◆ **Goal**:
Copy the lines of the listing from the one containing "Could you confirm whether the rooster's claw" through the one containing "[[133, 232, 167, 266]]", inclusive. Change "claw" to "foot" and leave the rest unchanged.

◆ **Dataset content**:

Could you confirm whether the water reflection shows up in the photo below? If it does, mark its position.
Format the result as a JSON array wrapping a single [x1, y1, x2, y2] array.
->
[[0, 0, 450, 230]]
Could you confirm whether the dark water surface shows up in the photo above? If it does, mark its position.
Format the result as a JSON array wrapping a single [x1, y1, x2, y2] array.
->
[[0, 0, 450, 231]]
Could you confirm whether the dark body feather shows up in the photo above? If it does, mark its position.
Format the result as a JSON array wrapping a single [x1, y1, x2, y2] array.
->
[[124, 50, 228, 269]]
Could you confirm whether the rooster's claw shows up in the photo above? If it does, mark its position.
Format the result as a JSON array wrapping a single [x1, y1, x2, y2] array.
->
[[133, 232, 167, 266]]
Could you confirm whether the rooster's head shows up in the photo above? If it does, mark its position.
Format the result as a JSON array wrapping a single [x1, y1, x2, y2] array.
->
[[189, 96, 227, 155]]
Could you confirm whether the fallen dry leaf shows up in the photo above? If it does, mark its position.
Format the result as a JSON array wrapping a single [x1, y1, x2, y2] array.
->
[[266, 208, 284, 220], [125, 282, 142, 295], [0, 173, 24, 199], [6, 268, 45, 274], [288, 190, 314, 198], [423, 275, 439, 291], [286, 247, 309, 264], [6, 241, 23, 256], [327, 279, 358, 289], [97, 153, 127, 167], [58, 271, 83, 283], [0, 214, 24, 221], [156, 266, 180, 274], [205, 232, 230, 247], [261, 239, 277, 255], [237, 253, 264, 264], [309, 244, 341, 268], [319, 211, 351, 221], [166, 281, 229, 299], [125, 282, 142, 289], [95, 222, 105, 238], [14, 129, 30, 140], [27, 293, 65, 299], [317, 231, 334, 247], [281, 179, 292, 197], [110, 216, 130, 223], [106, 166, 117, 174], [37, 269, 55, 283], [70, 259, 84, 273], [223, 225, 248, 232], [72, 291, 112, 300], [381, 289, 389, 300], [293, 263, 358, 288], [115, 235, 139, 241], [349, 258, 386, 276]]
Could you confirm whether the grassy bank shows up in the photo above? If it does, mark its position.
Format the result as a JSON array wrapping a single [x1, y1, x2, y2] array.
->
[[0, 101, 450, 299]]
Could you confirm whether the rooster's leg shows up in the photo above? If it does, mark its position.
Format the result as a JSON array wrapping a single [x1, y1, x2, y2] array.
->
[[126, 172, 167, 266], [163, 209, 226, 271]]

◆ **Answer to the problem**:
Could you confirm whether the rooster's foot shows up in the photo above? If it does, mark its position.
Format the result as a JSON array wrapping a single [x1, y1, x2, y2] array.
->
[[133, 232, 167, 266]]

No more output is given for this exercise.